- Exercise objective
Reproduce every one of the rows below word for word, leaving the pictures out.

- Records for processing
··········
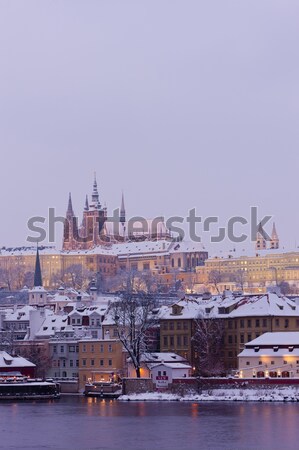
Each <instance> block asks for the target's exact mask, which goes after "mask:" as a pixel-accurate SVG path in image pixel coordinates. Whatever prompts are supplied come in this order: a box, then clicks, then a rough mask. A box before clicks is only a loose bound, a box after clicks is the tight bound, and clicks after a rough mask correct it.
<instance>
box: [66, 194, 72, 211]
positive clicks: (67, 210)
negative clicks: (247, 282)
··········
- Answer to this problem
Each <instance> block asks for the target's exact mask, which goes after "mask:" as a pixel-accurate SVG path in image pixel coordinates. Whatever prompts are supplied come in this order: a box, then clicks, then a rough mask. A box before clicks is only a loose bound, a box after clicks is the tight bound, and clicks after a rough mask correct it.
<instance>
box: [66, 194, 72, 211]
positive clicks: (67, 210)
negative clicks: (247, 282)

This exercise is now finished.